Your goal >>
Write out all entries word for word.

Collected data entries

'''

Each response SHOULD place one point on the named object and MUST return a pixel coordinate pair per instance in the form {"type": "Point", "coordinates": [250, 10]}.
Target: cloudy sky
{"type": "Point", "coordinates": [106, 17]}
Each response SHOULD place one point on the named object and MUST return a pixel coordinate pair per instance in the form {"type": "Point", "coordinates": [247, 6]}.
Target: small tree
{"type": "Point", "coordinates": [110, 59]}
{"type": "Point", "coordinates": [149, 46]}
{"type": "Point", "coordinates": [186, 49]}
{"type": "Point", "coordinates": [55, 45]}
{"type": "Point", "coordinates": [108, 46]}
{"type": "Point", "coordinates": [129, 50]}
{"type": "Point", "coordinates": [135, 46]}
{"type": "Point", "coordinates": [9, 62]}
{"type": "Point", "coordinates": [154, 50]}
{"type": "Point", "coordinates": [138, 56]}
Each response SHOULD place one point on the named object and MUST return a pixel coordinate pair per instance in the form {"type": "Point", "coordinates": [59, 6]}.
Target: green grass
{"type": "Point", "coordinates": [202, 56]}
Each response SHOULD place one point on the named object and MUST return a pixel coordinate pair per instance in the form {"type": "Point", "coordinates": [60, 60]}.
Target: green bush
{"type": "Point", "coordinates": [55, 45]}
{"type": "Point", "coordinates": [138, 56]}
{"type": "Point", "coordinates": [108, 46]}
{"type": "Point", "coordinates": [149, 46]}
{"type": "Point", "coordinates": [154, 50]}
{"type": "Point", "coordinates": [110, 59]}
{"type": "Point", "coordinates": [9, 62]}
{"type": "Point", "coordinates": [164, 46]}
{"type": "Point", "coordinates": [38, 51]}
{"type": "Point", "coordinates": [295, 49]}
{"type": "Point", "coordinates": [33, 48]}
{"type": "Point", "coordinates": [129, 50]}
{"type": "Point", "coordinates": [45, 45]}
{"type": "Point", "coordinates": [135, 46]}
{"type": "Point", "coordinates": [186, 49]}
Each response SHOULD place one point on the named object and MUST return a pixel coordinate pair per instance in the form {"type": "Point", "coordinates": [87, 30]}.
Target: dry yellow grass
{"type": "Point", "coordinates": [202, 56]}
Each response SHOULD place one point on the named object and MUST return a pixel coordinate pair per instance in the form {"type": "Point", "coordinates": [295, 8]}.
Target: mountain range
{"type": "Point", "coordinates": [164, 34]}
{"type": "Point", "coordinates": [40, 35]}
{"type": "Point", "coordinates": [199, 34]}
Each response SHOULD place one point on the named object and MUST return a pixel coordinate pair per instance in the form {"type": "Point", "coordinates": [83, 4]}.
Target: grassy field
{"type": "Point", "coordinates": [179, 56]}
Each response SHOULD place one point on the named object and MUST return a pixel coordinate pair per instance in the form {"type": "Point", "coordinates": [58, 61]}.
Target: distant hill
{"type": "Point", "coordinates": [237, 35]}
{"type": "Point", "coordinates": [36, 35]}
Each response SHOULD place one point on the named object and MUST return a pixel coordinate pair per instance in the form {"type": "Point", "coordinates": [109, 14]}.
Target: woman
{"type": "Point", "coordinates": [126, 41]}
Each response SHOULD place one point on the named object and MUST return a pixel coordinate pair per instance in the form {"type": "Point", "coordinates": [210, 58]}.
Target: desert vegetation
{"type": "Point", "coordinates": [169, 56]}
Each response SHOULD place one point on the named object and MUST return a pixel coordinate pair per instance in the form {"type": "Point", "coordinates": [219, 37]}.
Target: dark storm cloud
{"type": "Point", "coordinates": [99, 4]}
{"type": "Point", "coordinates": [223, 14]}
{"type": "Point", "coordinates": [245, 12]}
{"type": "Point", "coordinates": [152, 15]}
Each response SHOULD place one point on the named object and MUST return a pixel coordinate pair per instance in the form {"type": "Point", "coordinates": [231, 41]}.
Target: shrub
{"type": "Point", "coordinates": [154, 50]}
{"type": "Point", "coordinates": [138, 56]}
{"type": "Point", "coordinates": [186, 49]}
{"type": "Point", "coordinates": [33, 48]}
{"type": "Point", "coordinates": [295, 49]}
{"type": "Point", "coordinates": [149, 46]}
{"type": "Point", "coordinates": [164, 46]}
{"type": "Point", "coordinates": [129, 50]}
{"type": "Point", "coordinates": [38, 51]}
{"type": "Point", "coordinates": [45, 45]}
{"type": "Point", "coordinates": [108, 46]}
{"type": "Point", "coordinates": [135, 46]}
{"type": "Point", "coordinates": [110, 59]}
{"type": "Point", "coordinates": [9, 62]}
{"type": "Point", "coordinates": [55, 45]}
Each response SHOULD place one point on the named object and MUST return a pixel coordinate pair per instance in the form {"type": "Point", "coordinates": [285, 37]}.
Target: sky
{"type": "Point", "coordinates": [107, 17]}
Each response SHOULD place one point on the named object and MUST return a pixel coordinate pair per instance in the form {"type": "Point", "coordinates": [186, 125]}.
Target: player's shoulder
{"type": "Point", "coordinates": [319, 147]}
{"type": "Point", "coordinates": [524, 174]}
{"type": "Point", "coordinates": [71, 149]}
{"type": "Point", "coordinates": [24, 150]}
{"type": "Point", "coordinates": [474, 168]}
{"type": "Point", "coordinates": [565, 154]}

'''

Written response >>
Each response SHOULD place one point on the named object and MUST return a pixel coordinate pair per instance in the form {"type": "Point", "coordinates": [250, 10]}.
Target: cloudy sky
{"type": "Point", "coordinates": [106, 17]}
Each response SHOULD place one point on the named object and MUST return a pixel coordinate pair per instance in the form {"type": "Point", "coordinates": [247, 6]}.
Target: small tree
{"type": "Point", "coordinates": [110, 59]}
{"type": "Point", "coordinates": [149, 46]}
{"type": "Point", "coordinates": [186, 49]}
{"type": "Point", "coordinates": [55, 45]}
{"type": "Point", "coordinates": [108, 46]}
{"type": "Point", "coordinates": [129, 50]}
{"type": "Point", "coordinates": [135, 46]}
{"type": "Point", "coordinates": [9, 62]}
{"type": "Point", "coordinates": [154, 50]}
{"type": "Point", "coordinates": [138, 56]}
Each response SHOULD place one point on the named object and MUST return a pixel coordinate pair per instance in the form {"type": "Point", "coordinates": [59, 6]}.
Target: green grass
{"type": "Point", "coordinates": [202, 56]}
Each response SHOULD place one point on the named object and MUST return a pixel coordinate pair per instance in the form {"type": "Point", "coordinates": [60, 60]}.
Target: green bush
{"type": "Point", "coordinates": [55, 45]}
{"type": "Point", "coordinates": [138, 56]}
{"type": "Point", "coordinates": [108, 46]}
{"type": "Point", "coordinates": [149, 46]}
{"type": "Point", "coordinates": [154, 50]}
{"type": "Point", "coordinates": [110, 59]}
{"type": "Point", "coordinates": [9, 62]}
{"type": "Point", "coordinates": [164, 46]}
{"type": "Point", "coordinates": [38, 51]}
{"type": "Point", "coordinates": [295, 49]}
{"type": "Point", "coordinates": [33, 48]}
{"type": "Point", "coordinates": [129, 50]}
{"type": "Point", "coordinates": [45, 45]}
{"type": "Point", "coordinates": [135, 46]}
{"type": "Point", "coordinates": [186, 49]}
Each response SHOULD place one point on the named object and MUST return a pixel coordinate pair per instance in the form {"type": "Point", "coordinates": [87, 30]}.
Target: dry yellow grass
{"type": "Point", "coordinates": [202, 56]}
Each response SHOULD place one point on the named object and MUST return a pixel coordinate pair per instance in the form {"type": "Point", "coordinates": [295, 8]}.
Target: mountain range
{"type": "Point", "coordinates": [164, 34]}
{"type": "Point", "coordinates": [40, 35]}
{"type": "Point", "coordinates": [199, 34]}
Each response SHOULD place one point on the named object and MUST return a pixel coordinate pair per instance in the form {"type": "Point", "coordinates": [83, 4]}.
Target: grassy field
{"type": "Point", "coordinates": [179, 56]}
Each response SHOULD place one point on the named object and MUST return a pixel coordinate pair per instance in the form {"type": "Point", "coordinates": [58, 61]}.
Target: distant hill
{"type": "Point", "coordinates": [237, 35]}
{"type": "Point", "coordinates": [36, 35]}
Each response SHOULD place one point on the named object and MUST return a pixel coordinate pair per instance in the form {"type": "Point", "coordinates": [109, 14]}.
Target: woman
{"type": "Point", "coordinates": [126, 41]}
Each response SHOULD place one point on the named object and MUST return a pixel coordinate pair per instance in the form {"type": "Point", "coordinates": [210, 58]}.
Target: desert vegetation
{"type": "Point", "coordinates": [169, 56]}
Each response SHOULD place one point on the named object and MUST return a pixel coordinate pair per instance in the form {"type": "Point", "coordinates": [219, 37]}.
Target: dark storm cloud
{"type": "Point", "coordinates": [99, 4]}
{"type": "Point", "coordinates": [223, 14]}
{"type": "Point", "coordinates": [245, 12]}
{"type": "Point", "coordinates": [152, 15]}
Each response SHOULD place one point on the named object and MUST return a pixel coordinate pair per instance in the form {"type": "Point", "coordinates": [231, 41]}.
Target: shrub
{"type": "Point", "coordinates": [154, 50]}
{"type": "Point", "coordinates": [138, 56]}
{"type": "Point", "coordinates": [186, 49]}
{"type": "Point", "coordinates": [33, 48]}
{"type": "Point", "coordinates": [295, 49]}
{"type": "Point", "coordinates": [149, 46]}
{"type": "Point", "coordinates": [164, 46]}
{"type": "Point", "coordinates": [129, 50]}
{"type": "Point", "coordinates": [38, 51]}
{"type": "Point", "coordinates": [45, 45]}
{"type": "Point", "coordinates": [108, 46]}
{"type": "Point", "coordinates": [135, 46]}
{"type": "Point", "coordinates": [110, 59]}
{"type": "Point", "coordinates": [9, 62]}
{"type": "Point", "coordinates": [55, 45]}
Each response SHOULD place one point on the named object and MUST return a pixel coordinate pair per instance in the form {"type": "Point", "coordinates": [285, 37]}.
Target: sky
{"type": "Point", "coordinates": [107, 17]}
Each response SHOULD place one point on the named object and MUST return a pixel coordinate pair per instance in the form {"type": "Point", "coordinates": [186, 125]}.
Target: player's shoulder
{"type": "Point", "coordinates": [319, 147]}
{"type": "Point", "coordinates": [524, 174]}
{"type": "Point", "coordinates": [71, 149]}
{"type": "Point", "coordinates": [24, 150]}
{"type": "Point", "coordinates": [474, 168]}
{"type": "Point", "coordinates": [565, 154]}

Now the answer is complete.